=== Task prompt ===
Copy out each of the lines below that contains the string "puppy".

──────── Extracted data

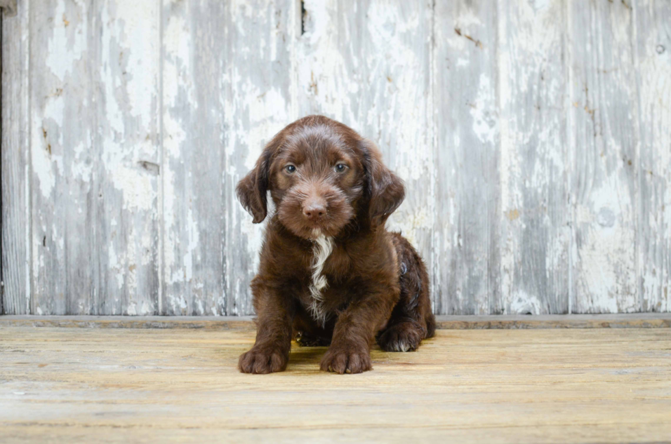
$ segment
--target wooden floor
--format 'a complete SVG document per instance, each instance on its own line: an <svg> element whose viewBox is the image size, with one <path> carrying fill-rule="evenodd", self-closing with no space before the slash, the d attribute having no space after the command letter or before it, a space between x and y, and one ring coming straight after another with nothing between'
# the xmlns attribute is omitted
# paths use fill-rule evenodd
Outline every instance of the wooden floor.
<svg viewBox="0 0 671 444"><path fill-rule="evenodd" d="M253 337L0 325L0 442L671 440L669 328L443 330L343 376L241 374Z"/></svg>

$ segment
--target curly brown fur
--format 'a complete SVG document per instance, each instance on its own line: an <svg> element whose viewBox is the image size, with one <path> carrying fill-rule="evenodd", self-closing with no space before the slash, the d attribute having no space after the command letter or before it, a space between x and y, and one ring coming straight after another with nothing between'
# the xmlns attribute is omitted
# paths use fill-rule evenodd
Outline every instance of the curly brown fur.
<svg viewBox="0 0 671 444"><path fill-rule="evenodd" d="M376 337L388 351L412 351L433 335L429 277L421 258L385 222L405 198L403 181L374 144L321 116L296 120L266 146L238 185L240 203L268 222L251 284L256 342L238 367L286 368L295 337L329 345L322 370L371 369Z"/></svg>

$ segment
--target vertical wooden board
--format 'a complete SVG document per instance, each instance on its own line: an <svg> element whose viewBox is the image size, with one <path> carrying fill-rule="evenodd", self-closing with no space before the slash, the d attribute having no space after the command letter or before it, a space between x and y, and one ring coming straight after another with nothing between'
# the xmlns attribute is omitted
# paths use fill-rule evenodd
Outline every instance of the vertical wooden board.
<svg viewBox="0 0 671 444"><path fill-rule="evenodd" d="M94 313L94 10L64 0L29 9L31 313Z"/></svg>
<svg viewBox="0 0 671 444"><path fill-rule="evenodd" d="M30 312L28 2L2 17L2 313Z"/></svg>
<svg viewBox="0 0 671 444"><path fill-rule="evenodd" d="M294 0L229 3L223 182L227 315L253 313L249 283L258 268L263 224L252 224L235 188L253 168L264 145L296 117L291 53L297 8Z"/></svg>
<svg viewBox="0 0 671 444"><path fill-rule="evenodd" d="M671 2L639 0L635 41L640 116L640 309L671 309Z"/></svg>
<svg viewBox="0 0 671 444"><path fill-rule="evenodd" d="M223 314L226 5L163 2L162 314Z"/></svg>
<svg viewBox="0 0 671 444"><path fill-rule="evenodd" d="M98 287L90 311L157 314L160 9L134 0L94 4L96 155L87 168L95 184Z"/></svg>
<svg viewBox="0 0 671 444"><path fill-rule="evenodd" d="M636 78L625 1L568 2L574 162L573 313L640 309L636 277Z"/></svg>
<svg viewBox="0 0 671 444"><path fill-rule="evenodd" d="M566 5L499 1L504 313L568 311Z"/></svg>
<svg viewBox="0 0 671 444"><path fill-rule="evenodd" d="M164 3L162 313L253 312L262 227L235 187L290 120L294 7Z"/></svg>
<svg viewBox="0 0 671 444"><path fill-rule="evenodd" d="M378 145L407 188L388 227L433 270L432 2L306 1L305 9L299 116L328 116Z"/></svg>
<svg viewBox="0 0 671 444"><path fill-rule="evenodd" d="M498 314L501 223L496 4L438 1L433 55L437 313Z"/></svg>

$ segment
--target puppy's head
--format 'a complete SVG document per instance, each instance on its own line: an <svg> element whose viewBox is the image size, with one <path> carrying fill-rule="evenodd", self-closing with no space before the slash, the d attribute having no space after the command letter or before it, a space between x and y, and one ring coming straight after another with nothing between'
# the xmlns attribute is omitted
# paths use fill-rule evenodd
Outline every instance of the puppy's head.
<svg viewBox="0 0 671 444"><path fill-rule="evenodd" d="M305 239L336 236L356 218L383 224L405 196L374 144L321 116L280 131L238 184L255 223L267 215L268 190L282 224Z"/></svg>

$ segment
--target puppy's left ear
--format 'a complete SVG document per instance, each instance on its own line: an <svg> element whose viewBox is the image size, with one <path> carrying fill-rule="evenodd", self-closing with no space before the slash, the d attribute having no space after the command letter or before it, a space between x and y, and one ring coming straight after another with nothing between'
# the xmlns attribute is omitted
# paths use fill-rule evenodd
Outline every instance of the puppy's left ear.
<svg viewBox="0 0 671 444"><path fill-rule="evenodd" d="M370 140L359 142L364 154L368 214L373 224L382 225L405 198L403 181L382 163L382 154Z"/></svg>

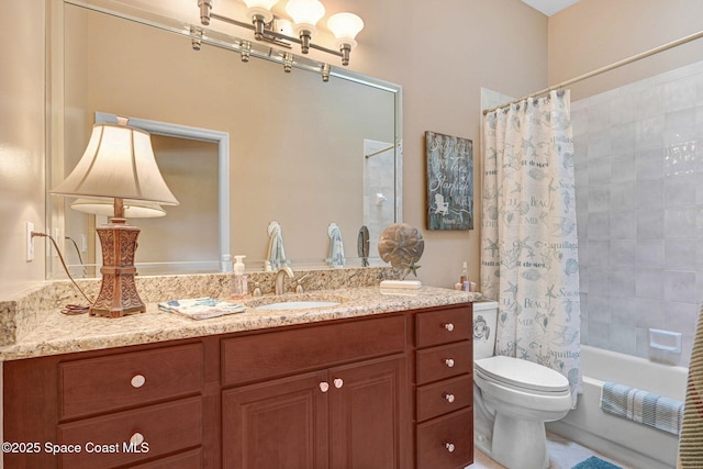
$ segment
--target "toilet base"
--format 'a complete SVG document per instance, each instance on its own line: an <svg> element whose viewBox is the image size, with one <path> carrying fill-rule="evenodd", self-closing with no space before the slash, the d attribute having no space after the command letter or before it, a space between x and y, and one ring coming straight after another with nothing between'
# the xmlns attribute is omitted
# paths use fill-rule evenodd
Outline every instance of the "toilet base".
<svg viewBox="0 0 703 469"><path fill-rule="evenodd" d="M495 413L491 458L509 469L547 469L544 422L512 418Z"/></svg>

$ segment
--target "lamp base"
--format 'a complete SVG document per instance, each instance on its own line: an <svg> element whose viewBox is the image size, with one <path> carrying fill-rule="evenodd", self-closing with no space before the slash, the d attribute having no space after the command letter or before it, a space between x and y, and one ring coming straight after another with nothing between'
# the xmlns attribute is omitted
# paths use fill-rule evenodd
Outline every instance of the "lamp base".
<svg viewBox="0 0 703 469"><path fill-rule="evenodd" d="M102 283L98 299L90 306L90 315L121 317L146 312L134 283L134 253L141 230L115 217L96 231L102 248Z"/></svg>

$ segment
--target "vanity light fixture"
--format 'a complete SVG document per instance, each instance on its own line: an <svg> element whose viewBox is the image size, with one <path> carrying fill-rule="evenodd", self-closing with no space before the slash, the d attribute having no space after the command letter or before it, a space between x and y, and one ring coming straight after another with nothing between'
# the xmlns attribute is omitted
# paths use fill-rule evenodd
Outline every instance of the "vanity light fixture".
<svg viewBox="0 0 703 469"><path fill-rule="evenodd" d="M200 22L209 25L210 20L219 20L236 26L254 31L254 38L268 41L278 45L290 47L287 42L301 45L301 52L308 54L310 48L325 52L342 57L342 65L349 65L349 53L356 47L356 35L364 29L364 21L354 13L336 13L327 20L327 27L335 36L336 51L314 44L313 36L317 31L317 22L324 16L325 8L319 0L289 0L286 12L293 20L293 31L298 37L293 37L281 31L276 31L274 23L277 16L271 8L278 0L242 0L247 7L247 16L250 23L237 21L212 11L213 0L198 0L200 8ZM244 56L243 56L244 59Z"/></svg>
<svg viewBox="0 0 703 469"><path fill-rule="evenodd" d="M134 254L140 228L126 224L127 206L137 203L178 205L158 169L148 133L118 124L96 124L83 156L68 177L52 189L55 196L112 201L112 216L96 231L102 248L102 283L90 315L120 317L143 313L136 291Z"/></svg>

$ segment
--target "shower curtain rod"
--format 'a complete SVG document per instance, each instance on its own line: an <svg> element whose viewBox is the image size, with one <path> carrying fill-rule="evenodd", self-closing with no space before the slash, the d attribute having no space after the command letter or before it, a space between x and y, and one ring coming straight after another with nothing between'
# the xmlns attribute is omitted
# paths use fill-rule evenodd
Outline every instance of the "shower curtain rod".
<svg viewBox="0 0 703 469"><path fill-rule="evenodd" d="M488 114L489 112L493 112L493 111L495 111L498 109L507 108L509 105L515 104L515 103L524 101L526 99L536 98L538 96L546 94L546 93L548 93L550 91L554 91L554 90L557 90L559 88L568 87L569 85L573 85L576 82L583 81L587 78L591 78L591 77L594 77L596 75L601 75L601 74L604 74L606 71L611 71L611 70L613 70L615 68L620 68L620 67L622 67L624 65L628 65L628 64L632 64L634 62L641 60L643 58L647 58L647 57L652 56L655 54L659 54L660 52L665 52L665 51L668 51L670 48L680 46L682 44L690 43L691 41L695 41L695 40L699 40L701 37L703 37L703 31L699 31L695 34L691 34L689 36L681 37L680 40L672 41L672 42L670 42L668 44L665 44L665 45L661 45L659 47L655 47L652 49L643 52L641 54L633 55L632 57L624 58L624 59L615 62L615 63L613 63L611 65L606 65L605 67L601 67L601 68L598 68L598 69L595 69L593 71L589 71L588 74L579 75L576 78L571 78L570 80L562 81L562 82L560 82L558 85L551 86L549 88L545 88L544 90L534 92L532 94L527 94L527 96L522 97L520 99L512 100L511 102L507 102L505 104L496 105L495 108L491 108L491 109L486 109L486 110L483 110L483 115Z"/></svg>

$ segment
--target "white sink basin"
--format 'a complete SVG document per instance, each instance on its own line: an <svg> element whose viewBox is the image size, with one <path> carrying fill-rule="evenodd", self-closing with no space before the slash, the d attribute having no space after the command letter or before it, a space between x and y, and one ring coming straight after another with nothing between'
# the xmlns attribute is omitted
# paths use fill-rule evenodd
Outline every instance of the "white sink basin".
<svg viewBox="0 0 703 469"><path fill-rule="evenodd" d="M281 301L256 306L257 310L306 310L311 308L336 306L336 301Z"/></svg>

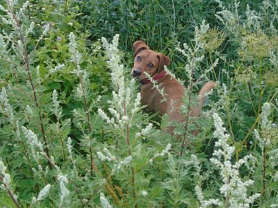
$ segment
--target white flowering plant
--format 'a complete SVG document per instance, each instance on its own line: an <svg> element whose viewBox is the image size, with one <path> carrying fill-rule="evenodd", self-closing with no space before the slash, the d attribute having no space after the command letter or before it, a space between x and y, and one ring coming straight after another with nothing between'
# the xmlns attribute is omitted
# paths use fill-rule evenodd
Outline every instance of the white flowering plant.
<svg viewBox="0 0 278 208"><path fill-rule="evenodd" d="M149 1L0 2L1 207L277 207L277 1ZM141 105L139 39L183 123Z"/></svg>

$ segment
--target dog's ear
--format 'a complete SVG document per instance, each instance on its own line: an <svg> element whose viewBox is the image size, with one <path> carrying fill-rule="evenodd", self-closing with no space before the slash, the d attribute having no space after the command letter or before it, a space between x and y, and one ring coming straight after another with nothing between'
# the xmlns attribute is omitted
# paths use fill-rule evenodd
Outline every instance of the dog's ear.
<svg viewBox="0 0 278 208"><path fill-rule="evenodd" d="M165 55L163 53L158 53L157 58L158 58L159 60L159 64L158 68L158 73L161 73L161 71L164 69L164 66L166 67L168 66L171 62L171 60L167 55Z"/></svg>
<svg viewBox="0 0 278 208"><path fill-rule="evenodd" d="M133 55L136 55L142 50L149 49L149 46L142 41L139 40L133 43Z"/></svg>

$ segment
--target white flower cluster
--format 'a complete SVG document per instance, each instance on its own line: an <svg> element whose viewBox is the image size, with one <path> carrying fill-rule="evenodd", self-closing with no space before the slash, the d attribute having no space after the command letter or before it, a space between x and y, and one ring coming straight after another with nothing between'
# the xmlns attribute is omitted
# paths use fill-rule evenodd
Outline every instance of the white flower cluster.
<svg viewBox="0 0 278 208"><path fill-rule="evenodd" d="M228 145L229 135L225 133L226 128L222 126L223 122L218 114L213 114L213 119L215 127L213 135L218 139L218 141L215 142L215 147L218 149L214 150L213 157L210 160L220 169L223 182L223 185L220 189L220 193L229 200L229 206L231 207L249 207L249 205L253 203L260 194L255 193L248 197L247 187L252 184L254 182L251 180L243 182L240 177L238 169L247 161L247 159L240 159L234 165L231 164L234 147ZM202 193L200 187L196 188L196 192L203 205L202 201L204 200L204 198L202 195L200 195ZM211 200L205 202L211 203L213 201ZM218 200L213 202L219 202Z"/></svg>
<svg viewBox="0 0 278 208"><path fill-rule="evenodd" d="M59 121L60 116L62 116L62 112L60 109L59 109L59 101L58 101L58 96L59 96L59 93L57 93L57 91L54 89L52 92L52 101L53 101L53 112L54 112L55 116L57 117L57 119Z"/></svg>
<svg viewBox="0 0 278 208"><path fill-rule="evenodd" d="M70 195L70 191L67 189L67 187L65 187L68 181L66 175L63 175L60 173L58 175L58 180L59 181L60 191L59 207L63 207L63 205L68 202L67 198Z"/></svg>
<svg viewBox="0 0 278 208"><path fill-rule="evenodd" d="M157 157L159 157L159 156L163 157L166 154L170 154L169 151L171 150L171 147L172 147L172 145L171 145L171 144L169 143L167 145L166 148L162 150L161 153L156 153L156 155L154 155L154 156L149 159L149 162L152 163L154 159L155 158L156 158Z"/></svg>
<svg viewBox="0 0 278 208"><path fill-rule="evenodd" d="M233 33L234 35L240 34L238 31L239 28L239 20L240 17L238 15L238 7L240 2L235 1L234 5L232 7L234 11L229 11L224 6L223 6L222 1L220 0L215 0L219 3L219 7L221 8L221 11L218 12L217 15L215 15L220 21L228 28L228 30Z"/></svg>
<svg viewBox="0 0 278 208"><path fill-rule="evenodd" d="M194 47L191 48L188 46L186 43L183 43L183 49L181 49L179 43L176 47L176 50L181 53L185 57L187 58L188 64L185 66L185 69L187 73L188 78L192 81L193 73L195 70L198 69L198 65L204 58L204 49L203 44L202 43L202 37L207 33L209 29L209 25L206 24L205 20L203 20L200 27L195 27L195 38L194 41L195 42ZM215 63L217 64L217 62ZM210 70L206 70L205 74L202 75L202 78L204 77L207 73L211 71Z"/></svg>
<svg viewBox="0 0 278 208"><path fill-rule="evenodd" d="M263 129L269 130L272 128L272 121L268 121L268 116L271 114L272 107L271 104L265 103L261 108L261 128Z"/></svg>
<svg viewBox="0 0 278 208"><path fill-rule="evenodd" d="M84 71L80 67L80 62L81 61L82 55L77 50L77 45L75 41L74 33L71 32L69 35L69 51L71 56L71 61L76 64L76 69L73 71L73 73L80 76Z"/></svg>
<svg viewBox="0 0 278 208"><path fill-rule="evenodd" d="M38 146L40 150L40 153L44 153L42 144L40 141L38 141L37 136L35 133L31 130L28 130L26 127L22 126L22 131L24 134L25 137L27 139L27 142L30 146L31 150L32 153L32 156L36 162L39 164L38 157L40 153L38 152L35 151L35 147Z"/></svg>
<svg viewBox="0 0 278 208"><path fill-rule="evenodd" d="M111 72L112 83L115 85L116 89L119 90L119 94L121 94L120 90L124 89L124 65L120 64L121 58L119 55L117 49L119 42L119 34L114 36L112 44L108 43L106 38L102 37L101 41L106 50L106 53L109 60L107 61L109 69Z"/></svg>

────────────────

=== Final answer ===
--target puppy's head
Outline every instance of the puppy's head.
--target puppy's left ear
Outline every instance of the puppy's left ear.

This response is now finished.